Reproduce the material beginning at its start and continuing through the line containing "box: [358, 278, 537, 673]", substituting "coarse mask" for "rough mask" throughout and leaving everything else unchanged. Omit the pictures from your answer.

══════════════════════════════

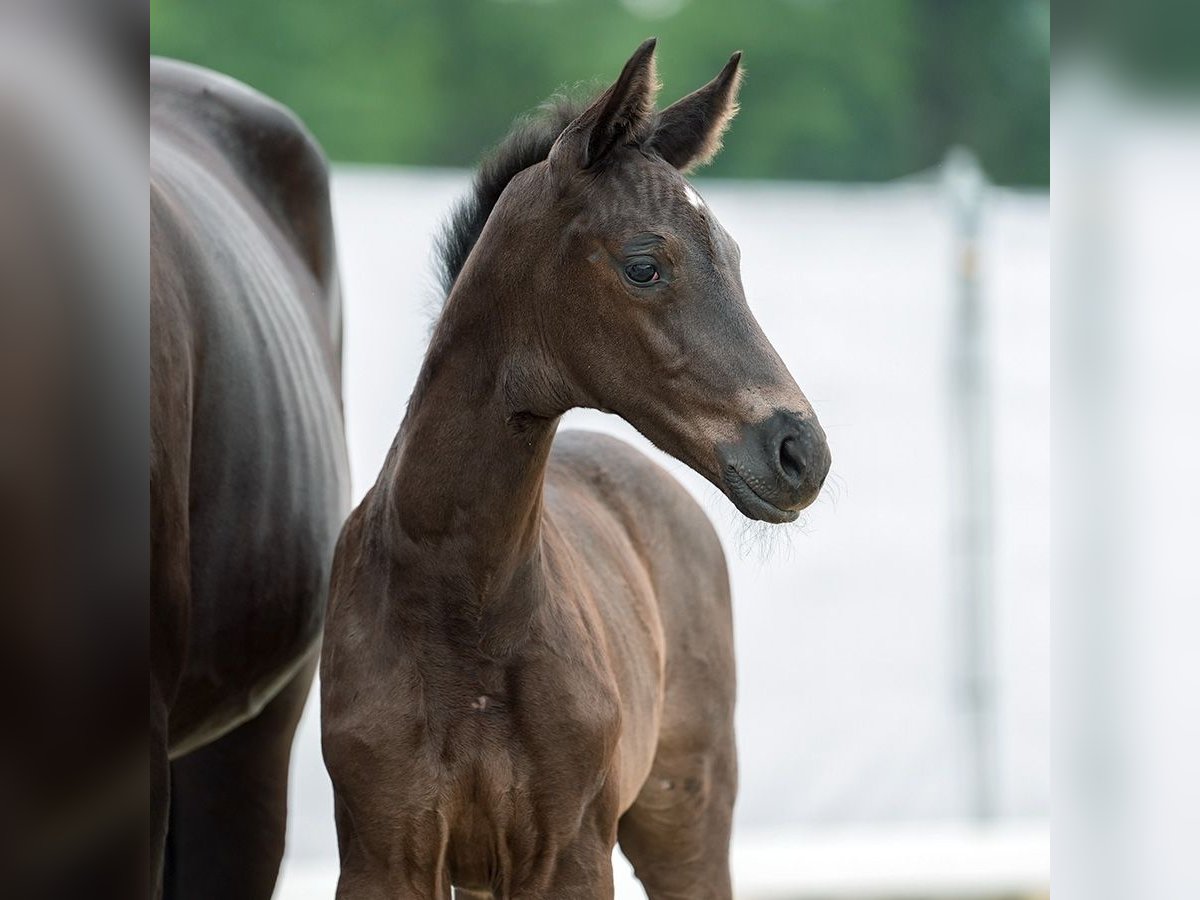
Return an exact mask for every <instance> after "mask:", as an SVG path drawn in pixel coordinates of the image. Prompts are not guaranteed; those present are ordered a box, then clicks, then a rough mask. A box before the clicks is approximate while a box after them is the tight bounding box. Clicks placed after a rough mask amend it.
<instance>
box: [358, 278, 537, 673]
mask: <svg viewBox="0 0 1200 900" xmlns="http://www.w3.org/2000/svg"><path fill="white" fill-rule="evenodd" d="M484 290H486V287H485V288H484ZM480 293H482V292H480V290H479V289H478V288H474V289H473V288H466V287H463V288H461V289H456V290H455V293H454V295H452V296H451V299H450V300H449V301H448V310H446V313H445V314H444V316H443V319H442V322H439V323H438V328H437V329H436V331H434V335H433V338H432V341H431V344H430V349H428V352H427V354H426V358H425V362H424V364H422V367H421V373H420V377H419V378H418V384H416V389H415V391H414V394H413V398H412V400H410V401H409V407H408V413H407V414H406V416H404V421H403V424H402V425H401V428H400V434H398V436H397V438H396V443H395V445H394V448H392V452H391V454H390V455H389V461H388V463H386V464H385V467H384V470H383V473H382V474H380V482H379V485H378V486H377V490H380V488H383V491H384V496H385V497H386V499H388V508H389V509H388V515H389V516H390V518H391V521H392V523H394V526H395V527H394V528H392V529H390V530H391V532H392V539H391V544H392V548H394V550H395V552H396V553H397V558H398V559H400V560H401V563H402V568H403V571H404V572H406V581H407V582H409V583H408V584H402V586H400V587H401V589H402V590H403V592H404V604H406V605H408V606H409V607H410V611H412V612H413V613H414V614H425V613H431V614H434V617H436V618H440V619H442V620H446V616H449V617H450V619H452V620H454V622H455V623H456V626H462V625H463V623H468V624H469V625H470V626H472V628H473V629H474V630H476V631H478V632H479V634H475V635H470V636H468V635H462V637H464V638H468V637H469V640H472V641H476V642H478V643H479V646H480V647H484V648H485V649H490V650H491V652H494V653H498V654H503V653H504V652H505V650H506V649H510V648H511V647H512V646H515V644H516V643H518V642H520V641H521V638H522V637H523V635H524V631H526V628H527V625H528V622H529V616H530V613H532V611H533V608H534V607H535V605H536V601H538V598H539V596H540V593H541V590H542V578H541V569H540V565H541V554H540V541H541V511H542V482H544V478H545V470H546V462H547V458H548V455H550V448H551V443H552V442H553V438H554V431H556V428H557V426H558V416H557V415H556V416H548V418H542V416H535V415H529V414H527V413H526V412H524V410H521V409H518V408H515V407H514V402H512V397H511V396H510V390H509V388H510V385H509V384H508V380H509V365H510V362H511V360H509V359H505V356H504V354H505V349H504V347H505V343H506V342H505V340H504V336H503V334H502V332H500V328H499V325H498V323H497V320H496V306H494V302H493V300H492V298H491V296H480V295H478V294H480ZM464 294H466V295H464Z"/></svg>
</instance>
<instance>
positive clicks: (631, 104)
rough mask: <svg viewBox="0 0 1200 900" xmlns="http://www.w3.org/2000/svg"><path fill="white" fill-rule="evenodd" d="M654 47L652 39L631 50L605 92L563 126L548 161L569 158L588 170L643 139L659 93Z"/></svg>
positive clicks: (652, 122) (649, 129)
mask: <svg viewBox="0 0 1200 900" xmlns="http://www.w3.org/2000/svg"><path fill="white" fill-rule="evenodd" d="M655 43H656V40H655V38H653V37H652V38H649V40H648V41H643V42H642V46H641V47H638V48H637V49H636V50H634V55H632V56H630V58H629V61H628V62H626V64H625V67H624V68H623V70H622V71H620V76H619V77H618V78H617V80H616V82H613V84H612V85H611V86H610V88H608V90H606V91H605V92H604V94H601V95H600V96H599V97H598V98H596V100H595V102H594V103H592V106H589V107H588V108H587V109H584V110H583V113H581V114H580V116H578V118H577V119H576V120H575V121H574V122H571V124H570V125H568V126H566V128H565V130H564V131H563V133H562V134H560V136H559V138H558V140H557V142H556V143H554V146H553V148H552V149H551V151H550V158H551V160H556V158H562V157H563V156H564V155H570V156H572V157H574V158H575V160H576V161H577V162H578V164H581V166H582V167H583V168H589V167H592V166H595V164H596V163H598V162H600V161H601V160H604V157H605V156H606V155H607V154H608V152H610V151H611V150H613V149H614V148H617V146H619V145H622V144H640V143H642V142H643V140H644V139H646V137H647V136H648V134H649V131H650V127H652V126H653V125H654V97H655V96H656V95H658V91H659V78H658V74H656V72H655V67H654V46H655Z"/></svg>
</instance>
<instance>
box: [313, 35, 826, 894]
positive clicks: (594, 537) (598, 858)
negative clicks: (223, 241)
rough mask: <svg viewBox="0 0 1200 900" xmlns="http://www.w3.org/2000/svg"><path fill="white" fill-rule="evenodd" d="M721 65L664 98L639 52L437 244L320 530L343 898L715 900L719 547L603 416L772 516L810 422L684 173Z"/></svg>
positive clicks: (721, 683) (732, 708) (470, 208)
mask: <svg viewBox="0 0 1200 900" xmlns="http://www.w3.org/2000/svg"><path fill="white" fill-rule="evenodd" d="M738 66H739V56H738V55H734V56H733V58H732V59H731V60H730V62H728V65H727V66H726V67H725V68H724V70H722V71H721V73H720V74H719V76H718V77H716V78H715V79H714V80H713V82H712V83H709V84H708V85H706V86H704V88H701V89H700V90H698V91H696V92H694V94H691V95H689V96H688V97H684V98H683V100H680V101H679V102H678V103H676V104H674V106H672V107H668V108H667V109H664V110H661V112H655V108H654V95H655V90H656V79H655V74H654V43H653V41H650V42H647V43H644V44H643V46H642V47H640V48H638V50H637V52H636V53H635V54H634V56H632V58H631V59H630V60H629V62H628V64H626V65H625V68H624V71H623V72H622V74H620V77H619V78H618V80H617V82H616V83H614V84H613V85H612V86H611V88H608V89H607V90H606V91H605V92H604V94H602V95H601V96H600V97H599V98H598V100H596V101H595V102H594V103H592V104H590V106H588V107H587V108H583V109H571V108H570V107H569V106H568V104H558V106H554V107H552V108H548V109H546V110H544V115H542V116H541V118H540V119H538V120H535V121H530V122H527V124H524V125H522V126H520V127H518V128H517V130H516V131H515V132H514V133H512V134H511V136H510V137H509V138H508V140H506V142H505V143H504V144H502V146H500V148H499V149H498V150H497V152H496V154H494V155H493V156H492V157H491V160H490V161H488V162H487V163H486V164H485V166H484V168H482V169H481V172H480V174H479V176H478V179H476V184H475V190H474V193H473V196H472V197H470V198H469V199H468V202H467V203H466V204H464V205H463V206H462V208H461V209H460V211H458V214H457V216H456V218H455V221H454V223H452V226H451V229H450V232H449V234H448V239H446V241H445V246H444V257H445V264H446V271H448V293H449V296H448V300H446V304H445V310H444V312H443V314H442V318H440V322H439V323H438V326H437V330H436V332H434V335H433V340H432V342H431V346H430V349H428V354H427V356H426V360H425V365H424V368H422V371H421V376H420V379H419V382H418V385H416V389H415V391H414V394H413V397H412V400H410V402H409V407H408V413H407V416H406V419H404V422H403V425H402V426H401V430H400V433H398V436H397V437H396V440H395V443H394V445H392V448H391V451H390V452H389V455H388V458H386V462H385V463H384V467H383V470H382V473H380V474H379V479H378V481H377V482H376V485H374V487H373V488H372V490H371V492H370V493H368V494H367V497H366V498H365V499H364V502H362V504H361V505H360V506H359V508H358V509H356V510H355V511H354V514H353V515H352V516H350V518H349V521H348V522H347V524H346V528H344V530H343V532H342V536H341V539H340V542H338V548H337V552H336V557H335V563H334V578H332V593H331V600H330V610H329V617H328V628H326V636H325V641H324V647H323V654H322V715H323V732H324V752H325V761H326V764H328V767H329V770H330V774H331V776H332V780H334V786H335V791H336V814H337V829H338V840H340V845H341V858H342V874H341V881H340V883H338V892H337V895H338V898H343V900H344V899H348V898H380V899H382V898H390V899H394V898H438V899H442V898H448V896H449V894H450V888H451V884H452V886H455V887H456V888H458V889H460V895H463V896H473V898H475V896H479V898H482V896H496V898H556V899H557V898H611V896H612V892H613V887H612V884H613V882H612V865H611V858H612V850H613V845H614V844H616V842H617V841H619V842H620V846H622V850H623V851H624V853H625V856H628V857H629V859H630V860H631V862H632V864H634V866H635V869H636V871H637V875H638V877H640V878H641V881H642V883H643V884H644V886H646V889H647V892H648V894H649V896H650V898H653V899H655V900H658V899H660V898H680V899H684V898H686V899H688V900H696V899H697V898H728V896H730V895H731V889H730V872H728V841H730V822H731V815H732V809H733V799H734V794H736V790H737V767H736V760H734V745H733V701H734V668H733V640H732V626H731V613H730V589H728V580H727V576H726V569H725V559H724V556H722V552H721V547H720V544H719V542H718V539H716V535H715V534H714V532H713V529H712V527H710V524H709V522H708V521H707V518H706V517H704V515H703V512H702V511H701V509H700V508H698V506H697V504H696V503H695V502H694V500H692V499H691V498H690V497H689V496H688V493H686V492H685V491H684V490H683V488H682V487H680V486H679V485H678V484H677V482H676V481H674V480H673V479H672V478H671V476H670V475H667V474H666V473H665V472H664V470H662V469H660V468H659V467H658V466H655V464H653V463H652V462H649V461H648V460H647V458H646V457H643V456H642V455H641V454H638V452H637V451H635V450H632V449H631V448H629V446H626V445H624V444H622V443H620V442H618V440H614V439H611V438H605V437H600V436H596V434H588V433H565V434H563V436H560V437H558V438H557V439H556V437H554V432H556V428H557V425H558V420H559V416H560V415H562V414H563V413H564V412H566V410H568V409H570V408H572V407H593V408H599V409H607V410H612V412H614V413H617V414H619V415H620V416H623V418H624V419H625V420H628V421H629V422H631V424H632V425H634V426H635V427H637V428H638V430H640V431H641V432H642V433H643V434H646V436H647V437H648V438H650V439H652V440H653V442H654V443H655V444H658V445H659V446H660V448H662V449H664V450H665V451H667V452H670V454H671V455H673V456H676V457H677V458H679V460H683V461H684V462H686V463H688V464H689V466H691V467H692V468H695V469H696V470H697V472H700V473H702V474H703V475H704V476H707V478H708V479H709V480H710V481H713V484H715V485H716V486H718V487H720V488H721V490H722V491H724V492H725V493H726V494H727V496H728V497H730V499H731V500H732V502H733V503H734V504H736V505H737V508H738V509H739V510H742V512H744V514H745V515H746V516H750V517H752V518H757V520H763V521H768V522H786V521H791V520H793V518H794V517H796V515H797V511H798V510H800V509H803V508H804V506H806V505H808V504H809V503H811V502H812V499H814V498H815V497H816V494H817V492H818V491H820V488H821V485H822V482H823V479H824V475H826V472H827V469H828V467H829V451H828V449H827V446H826V440H824V434H823V432H822V430H821V427H820V426H818V425H817V421H816V418H815V416H814V414H812V409H811V407H810V406H809V403H808V401H806V400H805V398H804V395H803V394H802V392H800V390H799V389H798V388H797V386H796V383H794V382H793V380H792V377H791V376H790V374H788V372H787V370H786V367H785V366H784V364H782V362H781V361H780V359H779V356H778V355H776V353H775V352H774V349H773V348H772V346H770V343H769V342H768V341H767V338H766V337H764V336H763V334H762V331H761V330H760V328H758V325H757V323H756V322H755V319H754V317H752V316H751V313H750V310H749V308H748V306H746V302H745V298H744V294H743V290H742V284H740V277H739V274H738V247H737V244H734V241H733V239H732V238H730V235H728V234H726V232H725V230H724V229H722V228H721V226H720V224H719V223H718V222H716V220H715V218H714V216H713V214H712V212H710V211H709V210H708V209H707V208H706V205H704V203H703V202H702V200H701V199H700V197H698V196H697V194H696V192H695V191H694V190H692V188H691V187H689V185H688V182H686V181H685V180H684V178H683V175H682V174H680V172H683V170H686V169H689V168H691V167H694V166H697V164H700V163H703V162H706V161H707V160H708V158H709V157H710V156H712V155H713V154H714V152H715V150H716V149H718V146H719V144H720V138H721V133H722V131H724V130H725V126H726V124H727V122H728V120H730V118H731V116H732V115H733V113H734V109H736V96H737V86H738V80H739V68H738Z"/></svg>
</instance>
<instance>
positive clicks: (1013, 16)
mask: <svg viewBox="0 0 1200 900" xmlns="http://www.w3.org/2000/svg"><path fill="white" fill-rule="evenodd" d="M649 35H658V37H659V72H660V74H661V77H662V82H664V85H665V88H664V92H662V96H661V98H660V102H662V103H666V102H670V101H672V100H674V98H676V97H678V96H682V95H683V94H686V92H689V91H691V90H694V89H695V88H697V86H700V85H701V84H702V83H704V82H707V80H708V79H709V78H712V77H713V76H714V74H715V73H716V72H718V70H719V68H720V67H721V65H722V64H724V62H725V60H726V59H727V58H728V54H730V53H731V52H732V50H734V49H739V48H740V49H743V50H745V58H744V64H745V67H746V80H745V84H744V86H743V91H742V113H740V115H739V116H738V120H737V121H736V122H734V125H733V127H732V130H731V133H730V136H728V138H727V139H726V144H725V151H724V152H722V154H721V155H720V157H718V161H716V162H715V163H714V166H713V168H712V174H714V175H724V176H738V178H796V179H834V180H844V181H863V180H880V179H890V178H896V176H901V175H906V174H910V173H913V172H917V170H920V169H924V168H926V167H930V166H932V164H935V163H936V162H938V161H940V160H941V158H942V156H943V155H944V152H946V149H947V148H948V146H949V145H950V144H955V143H961V144H966V145H968V146H971V148H972V149H974V150H976V152H978V155H979V156H980V158H982V161H983V163H984V167H985V168H986V170H988V173H989V175H990V176H991V178H992V179H995V180H996V181H1000V182H1002V184H1022V185H1046V184H1048V182H1049V178H1050V172H1049V137H1050V125H1049V113H1050V101H1049V65H1050V8H1049V0H620V1H618V0H337V1H336V2H335V1H332V0H289V1H288V2H278V1H276V2H265V1H263V0H152V1H151V29H150V46H151V50H152V52H154V53H157V54H164V55H169V56H176V58H180V59H185V60H191V61H193V62H199V64H203V65H205V66H210V67H211V68H216V70H218V71H222V72H226V73H228V74H232V76H234V77H235V78H239V79H241V80H244V82H247V83H248V84H251V85H253V86H256V88H258V89H259V90H262V91H264V92H266V94H269V95H271V96H274V97H276V98H278V100H281V101H282V102H284V103H287V104H288V106H290V107H292V108H293V109H295V110H296V112H298V113H299V114H300V116H301V118H302V119H304V120H305V121H306V122H307V124H308V126H310V127H311V128H312V131H313V132H314V133H316V134H317V137H318V138H319V139H320V142H322V143H323V144H324V146H325V149H326V151H328V152H329V155H330V156H331V157H332V158H335V160H344V161H360V162H383V163H406V164H419V166H469V164H473V163H474V162H475V161H476V160H478V158H479V155H480V154H481V152H482V151H484V150H485V149H486V148H487V146H490V145H491V144H493V143H496V142H497V140H498V139H499V138H500V137H502V136H503V134H504V133H505V131H506V130H508V127H509V125H510V122H511V120H512V119H514V118H515V116H516V115H517V114H520V113H522V112H524V110H528V109H530V108H533V107H535V106H536V104H538V103H539V102H540V101H541V100H544V98H545V97H546V96H548V95H550V94H552V92H553V91H554V90H557V89H560V88H563V86H572V85H576V84H578V83H581V82H586V83H588V84H590V85H595V86H601V85H602V84H604V83H607V82H608V80H611V79H612V78H614V77H616V74H617V72H618V71H619V70H620V66H622V64H623V62H624V61H625V59H626V58H628V55H629V54H630V53H631V52H632V49H634V48H635V47H636V46H637V43H638V42H640V41H642V40H643V38H644V37H647V36H649Z"/></svg>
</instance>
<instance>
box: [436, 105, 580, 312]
mask: <svg viewBox="0 0 1200 900" xmlns="http://www.w3.org/2000/svg"><path fill="white" fill-rule="evenodd" d="M586 108H587V102H586V101H582V100H576V98H570V97H566V96H564V95H557V96H554V97H551V98H550V100H547V101H546V102H545V103H542V104H541V106H540V107H539V108H538V110H536V112H535V113H533V114H532V115H528V116H524V118H522V119H518V120H517V122H516V124H515V125H514V126H512V130H511V131H510V132H509V133H508V136H506V137H505V138H504V139H503V140H502V142H500V143H499V144H498V145H497V146H496V148H494V149H493V150H492V151H491V152H490V154H488V155H487V156H485V157H484V161H482V162H481V163H480V166H479V170H478V172H476V173H475V180H474V181H473V182H472V186H470V192H469V193H468V194H467V196H466V197H463V198H462V199H461V200H458V203H457V204H455V206H454V210H452V211H451V212H450V218H449V221H448V222H446V223H445V226H444V227H443V228H442V234H440V235H439V236H438V241H437V250H436V252H437V257H438V277H439V280H440V282H442V292H443V296H450V289H451V288H454V283H455V281H456V280H457V278H458V272H461V271H462V268H463V265H466V263H467V257H468V256H469V254H470V251H472V248H473V247H474V246H475V241H478V240H479V235H480V233H481V232H482V230H484V224H485V223H486V222H487V217H488V216H490V215H492V210H493V209H496V204H497V203H498V202H499V199H500V194H502V193H503V192H504V188H505V187H506V186H508V184H509V181H511V180H512V179H514V178H515V176H516V175H517V173H520V172H522V170H524V169H527V168H529V167H530V166H535V164H538V163H539V162H541V161H542V160H545V158H546V157H547V156H548V155H550V149H551V148H552V146H553V145H554V142H556V140H558V136H559V134H562V133H563V130H564V128H565V127H566V126H568V125H570V124H571V122H572V121H575V119H576V118H578V115H580V114H581V113H582V112H583V110H584V109H586Z"/></svg>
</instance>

══════════════════════════════

• Result of the task
Return an exact mask for every <instance> after "mask:", as an SVG path drawn in pixel coordinates of the image. Prompts are not guaranteed; those present are ordered a box, then clicks, then a coarse mask. A box before the clicks is approximate while a box after them is the tight bounding box. Clicks placed after a coarse mask amend it.
<instance>
box: [358, 278, 537, 673]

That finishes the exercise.